··· Data lines ···
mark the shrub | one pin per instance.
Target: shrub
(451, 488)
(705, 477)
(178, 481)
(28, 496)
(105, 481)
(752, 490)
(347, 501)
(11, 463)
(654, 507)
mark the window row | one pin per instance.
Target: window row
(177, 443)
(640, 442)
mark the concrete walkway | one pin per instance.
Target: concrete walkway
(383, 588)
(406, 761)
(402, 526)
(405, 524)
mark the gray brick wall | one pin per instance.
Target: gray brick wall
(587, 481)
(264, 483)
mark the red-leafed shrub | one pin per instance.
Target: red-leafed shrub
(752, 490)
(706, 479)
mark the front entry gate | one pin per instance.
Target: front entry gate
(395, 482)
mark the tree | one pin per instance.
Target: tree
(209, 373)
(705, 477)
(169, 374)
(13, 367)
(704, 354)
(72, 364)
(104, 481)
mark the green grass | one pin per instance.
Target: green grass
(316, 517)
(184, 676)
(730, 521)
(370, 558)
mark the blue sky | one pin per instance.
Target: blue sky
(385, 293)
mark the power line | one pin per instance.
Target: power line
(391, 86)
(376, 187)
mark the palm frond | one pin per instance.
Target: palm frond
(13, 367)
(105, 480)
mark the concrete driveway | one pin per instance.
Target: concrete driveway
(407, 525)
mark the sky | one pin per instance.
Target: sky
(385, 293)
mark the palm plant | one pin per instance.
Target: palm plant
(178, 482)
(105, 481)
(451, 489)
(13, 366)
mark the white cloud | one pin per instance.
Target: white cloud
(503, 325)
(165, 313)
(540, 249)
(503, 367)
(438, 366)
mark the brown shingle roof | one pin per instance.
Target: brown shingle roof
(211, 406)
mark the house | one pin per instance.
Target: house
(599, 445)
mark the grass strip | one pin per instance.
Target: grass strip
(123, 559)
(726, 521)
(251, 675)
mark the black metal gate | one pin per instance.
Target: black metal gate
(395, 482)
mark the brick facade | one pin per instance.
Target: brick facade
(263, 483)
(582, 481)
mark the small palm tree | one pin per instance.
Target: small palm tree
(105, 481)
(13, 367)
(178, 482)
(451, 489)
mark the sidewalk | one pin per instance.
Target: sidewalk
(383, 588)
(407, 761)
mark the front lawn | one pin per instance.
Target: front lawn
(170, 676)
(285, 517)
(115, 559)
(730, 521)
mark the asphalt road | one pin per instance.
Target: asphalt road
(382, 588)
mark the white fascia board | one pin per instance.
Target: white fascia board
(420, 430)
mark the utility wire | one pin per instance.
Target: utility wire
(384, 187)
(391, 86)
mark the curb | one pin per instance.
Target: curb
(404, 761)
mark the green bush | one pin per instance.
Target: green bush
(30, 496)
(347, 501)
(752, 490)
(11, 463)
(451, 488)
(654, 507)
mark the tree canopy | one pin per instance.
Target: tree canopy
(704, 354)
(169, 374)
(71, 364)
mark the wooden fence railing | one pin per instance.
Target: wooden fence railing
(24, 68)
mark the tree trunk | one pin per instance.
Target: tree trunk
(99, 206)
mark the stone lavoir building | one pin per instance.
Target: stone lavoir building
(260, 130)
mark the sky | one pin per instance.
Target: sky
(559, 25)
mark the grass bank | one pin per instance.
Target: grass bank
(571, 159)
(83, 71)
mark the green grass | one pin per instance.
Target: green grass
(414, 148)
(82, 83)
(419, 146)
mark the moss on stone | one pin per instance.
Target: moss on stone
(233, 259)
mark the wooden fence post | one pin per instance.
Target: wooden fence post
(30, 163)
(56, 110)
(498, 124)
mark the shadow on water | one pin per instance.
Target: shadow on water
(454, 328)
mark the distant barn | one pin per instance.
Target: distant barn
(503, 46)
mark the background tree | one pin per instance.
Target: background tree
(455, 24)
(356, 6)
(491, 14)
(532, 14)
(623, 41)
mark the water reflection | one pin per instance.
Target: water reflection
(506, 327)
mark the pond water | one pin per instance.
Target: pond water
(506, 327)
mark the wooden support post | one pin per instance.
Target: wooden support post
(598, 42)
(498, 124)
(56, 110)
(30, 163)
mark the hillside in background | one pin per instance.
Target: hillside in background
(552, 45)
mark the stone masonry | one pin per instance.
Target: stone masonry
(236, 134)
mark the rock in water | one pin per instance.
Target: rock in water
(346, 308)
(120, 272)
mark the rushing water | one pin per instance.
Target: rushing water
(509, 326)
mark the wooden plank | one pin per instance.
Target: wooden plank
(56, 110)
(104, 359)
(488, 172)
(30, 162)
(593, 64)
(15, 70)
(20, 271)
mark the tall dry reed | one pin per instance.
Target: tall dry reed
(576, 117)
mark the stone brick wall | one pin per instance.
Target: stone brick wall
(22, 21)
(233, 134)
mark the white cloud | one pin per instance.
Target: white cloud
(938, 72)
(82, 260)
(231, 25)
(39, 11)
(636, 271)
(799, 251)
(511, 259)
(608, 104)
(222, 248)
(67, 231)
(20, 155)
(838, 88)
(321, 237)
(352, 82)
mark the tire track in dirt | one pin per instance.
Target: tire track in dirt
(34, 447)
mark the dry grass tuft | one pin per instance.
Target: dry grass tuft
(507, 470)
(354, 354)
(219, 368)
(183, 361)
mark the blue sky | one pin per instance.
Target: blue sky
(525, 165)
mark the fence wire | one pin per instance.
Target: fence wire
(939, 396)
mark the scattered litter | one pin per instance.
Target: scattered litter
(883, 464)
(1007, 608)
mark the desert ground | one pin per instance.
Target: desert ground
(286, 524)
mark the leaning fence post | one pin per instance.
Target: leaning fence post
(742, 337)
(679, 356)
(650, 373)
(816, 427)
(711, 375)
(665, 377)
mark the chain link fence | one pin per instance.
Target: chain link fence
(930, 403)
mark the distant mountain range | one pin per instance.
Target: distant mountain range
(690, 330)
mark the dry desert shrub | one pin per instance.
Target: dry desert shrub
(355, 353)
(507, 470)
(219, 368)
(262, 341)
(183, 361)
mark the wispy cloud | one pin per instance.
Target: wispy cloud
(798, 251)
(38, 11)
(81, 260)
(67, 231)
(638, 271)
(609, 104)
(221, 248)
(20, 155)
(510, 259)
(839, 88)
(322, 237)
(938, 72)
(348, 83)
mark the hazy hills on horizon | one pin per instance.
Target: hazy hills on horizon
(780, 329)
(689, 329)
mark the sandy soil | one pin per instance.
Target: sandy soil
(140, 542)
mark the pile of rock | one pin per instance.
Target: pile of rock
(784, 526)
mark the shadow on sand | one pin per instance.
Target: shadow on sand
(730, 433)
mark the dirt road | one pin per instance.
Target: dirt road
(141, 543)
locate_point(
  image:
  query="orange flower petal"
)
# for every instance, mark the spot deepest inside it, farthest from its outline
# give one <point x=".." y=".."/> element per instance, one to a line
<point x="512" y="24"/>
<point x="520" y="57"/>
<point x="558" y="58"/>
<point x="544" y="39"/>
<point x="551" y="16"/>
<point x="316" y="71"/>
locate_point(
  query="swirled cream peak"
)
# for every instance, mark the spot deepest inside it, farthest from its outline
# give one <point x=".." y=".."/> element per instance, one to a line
···
▸ **What you will do**: Copy each record from above without leaving any out.

▸ **Right answer**:
mark the shrub | one pin per instance.
Target: shrub
(451, 488)
(705, 477)
(178, 481)
(28, 496)
(105, 481)
(752, 490)
(347, 501)
(11, 463)
(654, 507)
mark the window row | one pin per instance.
Target: window row
(177, 443)
(640, 442)
mark the concrete walkway | one pin per instance.
Target: concrete walkway
(383, 588)
(406, 761)
(402, 526)
(405, 524)
mark the gray brick wall | one pin per instance.
Target: gray brick wall
(587, 481)
(264, 483)
mark the red-leafed shrub | one pin per instance.
Target: red-leafed shrub
(752, 490)
(706, 479)
mark the front entry gate | one pin per instance.
Target: front entry gate
(395, 482)
mark the tree | one pin per instance.
Target: tree
(209, 373)
(705, 477)
(169, 374)
(13, 367)
(704, 354)
(72, 364)
(104, 481)
mark the green grass | one pin per instance.
Target: green grass
(316, 517)
(184, 676)
(730, 521)
(370, 558)
mark the blue sky | one pin per instance.
Target: blue sky
(385, 293)
mark the power line | one pin per instance.
Target: power line
(391, 86)
(376, 187)
mark the palm frond | one pin per instance.
Target: palm frond
(13, 367)
(105, 480)
mark the concrete driveway | one pin per instance.
Target: concrete driveway
(407, 525)
mark the sky | one pin per instance.
Target: sky
(385, 293)
mark the palm plant | one pin per instance.
Target: palm plant
(178, 482)
(105, 481)
(451, 489)
(13, 366)
mark the white cloud | one pin per instance.
Target: white cloud
(503, 325)
(165, 313)
(540, 249)
(503, 367)
(438, 366)
mark the brown shingle roof | one pin per instance.
Target: brown shingle roof
(211, 406)
mark the house | one pin per instance.
Target: house
(599, 445)
mark the grass strip | one pin per instance.
Target: grass strip
(123, 559)
(726, 521)
(251, 675)
mark the black metal gate | one pin per instance.
Target: black metal gate
(395, 482)
mark the brick facade | one pin per instance.
Target: brick facade
(263, 483)
(582, 481)
mark the small palm tree | one pin per instance.
Target: small palm tree
(105, 481)
(13, 367)
(178, 482)
(451, 489)
mark the sidewalk | one pin per instance.
Target: sidewalk
(383, 588)
(407, 761)
mark the front lawn | one pin per instance.
Target: front lawn
(170, 676)
(285, 517)
(115, 559)
(730, 521)
mark the asphalt road | one pin per instance.
Target: asphalt road
(382, 588)
mark the white fascia board | one pin per instance.
Target: white fascia board
(420, 430)
mark the utility wire | one pin per instance.
Target: utility wire
(384, 187)
(391, 86)
mark the curb | one pin per instance.
Target: curb
(404, 761)
mark the green bush | one pin per instance.
Target: green bush
(30, 496)
(347, 501)
(752, 490)
(11, 463)
(451, 488)
(654, 507)
mark the tree canopy | one pin per instance.
Target: tree canopy
(704, 354)
(169, 374)
(71, 364)
mark the wooden fence railing | one pin per instance.
Target: wooden fence railing
(24, 68)
mark the tree trunk | one pin per instance.
Target: tree trunk
(99, 206)
mark the stone lavoir building | one pin per instance.
Target: stone lavoir building
(260, 130)
mark the sky | one pin per instance.
Target: sky
(559, 25)
mark the grass bank | one pin per instance.
Target: grass bank
(571, 159)
(83, 71)
mark the green grass | one pin per instance.
Target: green grass
(414, 148)
(82, 83)
(419, 146)
mark the moss on stone | one pin per instance.
Target: moss on stone
(233, 259)
mark the wooden fence post | one pin per instance.
Target: wooden fence post
(30, 163)
(56, 110)
(498, 124)
mark the shadow on water | one pin per instance.
Target: shadow on water
(454, 328)
mark the distant barn | one pin per instance.
Target: distant barn
(503, 46)
mark the background tree | one pin per instance.
Target: background tree
(455, 24)
(356, 6)
(491, 14)
(532, 14)
(623, 41)
mark the water reflection | one pin per instance.
Target: water reflection
(506, 327)
mark the pond water | one pin per instance.
Target: pond water
(506, 327)
mark the wooden support post | one pin per instance.
Target: wooden support post
(598, 42)
(498, 124)
(56, 110)
(30, 163)
mark the hillside in background | one pin per instance.
Target: hillside in background
(552, 45)
mark the stone masonry | one pin per instance.
Target: stone masonry
(236, 134)
mark the rock in water | one pin per instance.
Target: rock in water
(346, 308)
(120, 272)
mark the rushing water | one pin per instance.
Target: rushing water
(509, 326)
mark the wooden plank | one pin per instance.
Target: wooden plank
(56, 110)
(104, 359)
(488, 172)
(30, 162)
(593, 64)
(15, 70)
(20, 271)
mark the tall dry reed | one pin per instance.
Target: tall dry reed
(576, 117)
mark the stone brick wall | one pin per instance.
Target: stone brick wall
(22, 21)
(233, 134)
mark the white cloud | one pin per instance.
Target: white cloud
(938, 72)
(82, 260)
(231, 25)
(39, 11)
(636, 271)
(799, 251)
(511, 259)
(608, 104)
(222, 248)
(67, 231)
(20, 155)
(838, 88)
(321, 237)
(352, 82)
mark the tire track in dirt | one pin per instance.
Target: tire track in dirt
(34, 447)
mark the dry grass tuft | one pin per instance.
Target: dry grass tuft
(507, 470)
(354, 354)
(219, 368)
(183, 361)
mark the blue sky | one pin per instance.
Target: blue sky
(525, 165)
mark the fence wire | one pin per instance.
Target: fence wire
(939, 396)
mark the scattered litter | one pin per instance.
Target: scattered litter
(883, 464)
(1007, 608)
mark the desert ground | one pin per instance.
Target: desert ground
(286, 524)
mark the leaning fence post | one pin per instance.
Target: leaning fence post
(742, 337)
(679, 356)
(650, 373)
(816, 427)
(711, 375)
(665, 377)
mark the chain link fence | one pin per instance.
Target: chain link fence
(930, 403)
mark the distant mountain range | one pin per instance.
Target: distant mountain range
(690, 330)
mark the dry desert shrub | one pin per instance.
Target: dry desert shrub
(355, 353)
(507, 470)
(219, 368)
(262, 341)
(183, 361)
mark the wispy cloud | one pin per instance.
Target: wispy cloud
(798, 251)
(38, 11)
(81, 260)
(67, 231)
(638, 271)
(609, 104)
(221, 248)
(20, 155)
(510, 259)
(839, 88)
(322, 237)
(938, 72)
(348, 83)
mark the hazy hills on horizon | one pin per instance.
Target: hazy hills on horizon
(780, 329)
(689, 329)
mark the sandy soil | one pin per instance.
Target: sandy soil
(140, 542)
mark the pile of rock | one pin per instance.
Target: pile of rock
(784, 526)
mark the shadow on sand | one pin per instance.
Target: shadow on sand
(730, 433)
mark the dirt road | one pin per instance.
Target: dirt road
(141, 543)
locate_point(
  image:
  query="orange flower petal"
)
# for every instance, mark the spot deepest inside it, farthest from its outline
# give one <point x=".." y=".."/> element per instance, one to a line
<point x="512" y="24"/>
<point x="520" y="57"/>
<point x="558" y="58"/>
<point x="544" y="39"/>
<point x="551" y="16"/>
<point x="316" y="71"/>
locate_point(
  query="swirled cream peak"
)
# for every instance, mark the spot deepest inside it, farthest from its outline
# give one <point x=".." y=".."/> element per instance, one to a line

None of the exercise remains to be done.